**WHAT TO DO**.
1. Please copy the journal entry from "Living it is" to "know after all.", substituting "facts" for "truth".
2. In the journal entry, what steps were taken this morning to find Tigger's keys? List them in order.
-- Start TEXT EXTRACT --
Living it is so brand new

2004-05-21 - 11:48 a.m.

Do you ever wish that people would just tell you the truth and then when you find out the truth you wish nobody had told you? OK, maybe not. Maybe it's better to know after all.

I'm feeling trapped here. Tigger is off teaching and her landlady is gone too. I don't know where her landlady is. She left Tigger a note in Chinese and Tigger didn't translate for me. At any rate, with no one else here, I can't leave the house because I don't have keys. It's a little strange really, to be trapped in a stranger's house.

This morning when it was time for Tigger to leave for work, she couldn't find her keys. We looked all over the house and couldn't find them. We tried to retrace every step she took from the time she came home last night, but it didn't help. Tigger was saying how this was the first time that she had ever lost her keys like that and I was feeling really bad because obviously it's my fault. I finally found them wedged between her bed and the wall. She was late by that time, so grabbed them and took off.
-- End TEXT EXTRACT --
-- Start ENTRIES SUPPLIED --
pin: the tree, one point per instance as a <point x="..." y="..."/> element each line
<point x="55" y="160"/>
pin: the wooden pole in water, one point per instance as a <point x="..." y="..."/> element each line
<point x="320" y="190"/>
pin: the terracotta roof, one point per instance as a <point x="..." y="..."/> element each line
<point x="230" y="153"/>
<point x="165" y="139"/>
-- End ENTRIES SUPPLIED --
**FINAL ANSWERS**.
1.
Living it is so brand new

2004-05-21 - 11:48 a.m.

Do you ever wish that people would just tell you the facts and then when you find out the facts you wish nobody had told you? OK, maybe not. Maybe it's better to know after all.

2.
1. They looked all over the house.
2. They tried to retrace every step Tigger took from the time she came home last night.
3. The writer found the keys wedged between Tigger's bed and the wall.